* Provided data:

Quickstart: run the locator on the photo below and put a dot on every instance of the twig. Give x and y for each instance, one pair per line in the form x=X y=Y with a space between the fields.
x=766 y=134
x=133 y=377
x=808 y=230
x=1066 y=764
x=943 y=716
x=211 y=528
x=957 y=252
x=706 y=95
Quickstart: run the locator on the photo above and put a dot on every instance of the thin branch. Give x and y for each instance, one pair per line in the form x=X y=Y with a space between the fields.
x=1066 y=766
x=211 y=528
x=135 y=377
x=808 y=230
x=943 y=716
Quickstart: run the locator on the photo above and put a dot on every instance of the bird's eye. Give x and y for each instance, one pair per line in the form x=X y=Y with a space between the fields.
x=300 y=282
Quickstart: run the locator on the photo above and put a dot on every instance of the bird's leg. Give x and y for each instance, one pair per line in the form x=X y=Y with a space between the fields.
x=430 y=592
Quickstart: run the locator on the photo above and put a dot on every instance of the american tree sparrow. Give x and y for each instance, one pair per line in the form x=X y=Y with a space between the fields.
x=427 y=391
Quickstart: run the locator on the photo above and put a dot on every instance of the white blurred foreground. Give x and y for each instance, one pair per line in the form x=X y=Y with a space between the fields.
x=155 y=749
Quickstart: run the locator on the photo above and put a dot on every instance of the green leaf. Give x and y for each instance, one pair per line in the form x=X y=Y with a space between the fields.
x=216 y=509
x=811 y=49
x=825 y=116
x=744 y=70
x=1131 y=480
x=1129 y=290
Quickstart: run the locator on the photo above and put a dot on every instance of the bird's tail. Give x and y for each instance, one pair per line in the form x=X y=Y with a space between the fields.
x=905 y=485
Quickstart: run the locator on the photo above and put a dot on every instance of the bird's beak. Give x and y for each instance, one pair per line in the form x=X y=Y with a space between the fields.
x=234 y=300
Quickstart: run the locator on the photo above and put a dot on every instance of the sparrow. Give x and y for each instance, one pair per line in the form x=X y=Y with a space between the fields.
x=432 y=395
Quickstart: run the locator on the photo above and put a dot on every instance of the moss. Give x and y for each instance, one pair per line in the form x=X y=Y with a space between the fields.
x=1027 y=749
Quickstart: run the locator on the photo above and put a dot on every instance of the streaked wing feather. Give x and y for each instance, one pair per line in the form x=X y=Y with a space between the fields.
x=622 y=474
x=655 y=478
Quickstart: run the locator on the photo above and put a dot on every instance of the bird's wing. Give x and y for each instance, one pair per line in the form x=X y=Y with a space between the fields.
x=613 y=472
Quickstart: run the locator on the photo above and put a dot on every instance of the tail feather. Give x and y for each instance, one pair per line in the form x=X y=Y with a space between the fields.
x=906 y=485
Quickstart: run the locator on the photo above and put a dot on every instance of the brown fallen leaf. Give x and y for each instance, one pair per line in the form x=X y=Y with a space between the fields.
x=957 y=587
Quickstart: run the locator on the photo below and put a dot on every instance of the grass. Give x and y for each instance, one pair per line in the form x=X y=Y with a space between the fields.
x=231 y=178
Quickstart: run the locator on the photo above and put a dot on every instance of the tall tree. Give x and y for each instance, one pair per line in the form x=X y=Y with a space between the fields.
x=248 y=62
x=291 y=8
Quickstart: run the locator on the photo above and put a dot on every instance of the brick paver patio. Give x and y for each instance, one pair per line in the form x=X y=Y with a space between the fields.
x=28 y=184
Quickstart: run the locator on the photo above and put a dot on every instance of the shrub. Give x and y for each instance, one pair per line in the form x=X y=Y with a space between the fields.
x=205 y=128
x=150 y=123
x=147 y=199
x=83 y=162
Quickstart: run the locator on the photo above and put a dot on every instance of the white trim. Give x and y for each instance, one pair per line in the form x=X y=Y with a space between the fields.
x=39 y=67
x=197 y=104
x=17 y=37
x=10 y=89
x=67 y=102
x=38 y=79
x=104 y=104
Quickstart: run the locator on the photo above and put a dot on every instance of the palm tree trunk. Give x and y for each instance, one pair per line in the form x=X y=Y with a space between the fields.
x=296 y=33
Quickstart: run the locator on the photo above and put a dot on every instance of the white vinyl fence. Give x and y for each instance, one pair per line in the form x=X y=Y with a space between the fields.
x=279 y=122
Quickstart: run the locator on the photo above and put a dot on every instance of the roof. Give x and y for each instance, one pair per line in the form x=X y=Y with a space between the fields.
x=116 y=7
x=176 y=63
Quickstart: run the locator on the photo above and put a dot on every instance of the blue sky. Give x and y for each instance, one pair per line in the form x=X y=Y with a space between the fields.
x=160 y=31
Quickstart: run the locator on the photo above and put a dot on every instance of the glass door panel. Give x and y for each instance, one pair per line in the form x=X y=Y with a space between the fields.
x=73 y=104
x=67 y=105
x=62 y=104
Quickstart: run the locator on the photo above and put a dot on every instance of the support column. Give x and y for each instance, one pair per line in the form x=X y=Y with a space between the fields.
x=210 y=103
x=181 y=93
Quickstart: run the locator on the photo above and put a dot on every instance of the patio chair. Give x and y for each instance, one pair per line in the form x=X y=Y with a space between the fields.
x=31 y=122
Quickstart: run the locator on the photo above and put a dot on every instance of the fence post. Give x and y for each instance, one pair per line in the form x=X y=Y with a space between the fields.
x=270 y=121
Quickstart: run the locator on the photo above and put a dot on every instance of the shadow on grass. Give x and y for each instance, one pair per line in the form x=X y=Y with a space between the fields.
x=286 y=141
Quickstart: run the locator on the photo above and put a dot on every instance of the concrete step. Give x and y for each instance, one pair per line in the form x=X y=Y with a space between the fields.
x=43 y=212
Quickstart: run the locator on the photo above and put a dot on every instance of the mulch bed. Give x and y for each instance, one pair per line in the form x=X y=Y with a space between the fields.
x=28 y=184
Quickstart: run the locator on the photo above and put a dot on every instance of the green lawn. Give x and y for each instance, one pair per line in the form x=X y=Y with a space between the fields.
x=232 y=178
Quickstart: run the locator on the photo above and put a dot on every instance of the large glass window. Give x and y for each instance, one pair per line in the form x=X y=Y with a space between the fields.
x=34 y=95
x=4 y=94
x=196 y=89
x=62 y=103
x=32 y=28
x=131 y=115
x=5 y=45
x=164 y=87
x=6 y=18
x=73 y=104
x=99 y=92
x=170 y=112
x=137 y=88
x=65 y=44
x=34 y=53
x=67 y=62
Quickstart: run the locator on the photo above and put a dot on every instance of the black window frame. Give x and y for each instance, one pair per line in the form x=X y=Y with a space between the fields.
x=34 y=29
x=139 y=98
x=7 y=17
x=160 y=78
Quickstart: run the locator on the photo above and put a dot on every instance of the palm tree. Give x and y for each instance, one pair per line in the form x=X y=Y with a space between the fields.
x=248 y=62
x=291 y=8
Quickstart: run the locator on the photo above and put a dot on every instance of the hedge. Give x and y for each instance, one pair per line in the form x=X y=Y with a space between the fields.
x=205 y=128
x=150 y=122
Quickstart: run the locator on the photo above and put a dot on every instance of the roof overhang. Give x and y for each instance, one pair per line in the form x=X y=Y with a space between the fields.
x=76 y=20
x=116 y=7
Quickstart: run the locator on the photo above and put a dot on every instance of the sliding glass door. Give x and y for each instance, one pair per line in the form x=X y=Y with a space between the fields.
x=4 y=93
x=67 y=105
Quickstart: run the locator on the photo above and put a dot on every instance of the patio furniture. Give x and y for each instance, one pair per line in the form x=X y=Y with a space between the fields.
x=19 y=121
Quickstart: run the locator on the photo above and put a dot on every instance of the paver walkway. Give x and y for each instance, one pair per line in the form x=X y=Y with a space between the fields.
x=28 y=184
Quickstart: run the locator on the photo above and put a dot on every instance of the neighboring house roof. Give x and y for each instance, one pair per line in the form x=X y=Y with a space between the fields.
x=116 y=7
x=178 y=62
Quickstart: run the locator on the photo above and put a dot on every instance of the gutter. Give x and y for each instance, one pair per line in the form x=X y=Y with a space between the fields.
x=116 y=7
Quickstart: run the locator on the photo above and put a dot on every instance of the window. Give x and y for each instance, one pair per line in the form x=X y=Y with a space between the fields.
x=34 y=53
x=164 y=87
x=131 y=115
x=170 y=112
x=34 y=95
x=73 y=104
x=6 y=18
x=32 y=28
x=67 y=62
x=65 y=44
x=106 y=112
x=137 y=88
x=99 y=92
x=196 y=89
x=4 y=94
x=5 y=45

* What needs to be done: Everything from the line containing "of the paver" to the last line of the entries above should be quoted exactly, and only that.

* Complete response:
Quickstart: run the locator on the photo above and put a dot on every instance of the paver walkway. Give x and y for each instance, one pair per line in the form x=X y=Y with a space between the fields.
x=28 y=184
Quickstart: run the locator on the photo above and put a dot on every instance of the neighboring house roof. Give x and y for each instance, one pair per line in the form x=X y=Y with a space between the fields.
x=116 y=7
x=178 y=62
Quickstart: run the locator on the photo above and put a dot on every instance of the gutter. Give x and y for each instance, one pair per line in the form x=X y=Y with a space between the fields.
x=116 y=7
Quickstart: run the locator on the photo above and put a dot on every instance of the window. Give x and y for each instance, one pair per line in the form x=X y=Y with a space between the fields.
x=34 y=53
x=164 y=87
x=131 y=115
x=170 y=112
x=34 y=95
x=73 y=104
x=6 y=18
x=32 y=28
x=67 y=62
x=65 y=44
x=106 y=112
x=137 y=88
x=99 y=92
x=196 y=89
x=4 y=94
x=5 y=45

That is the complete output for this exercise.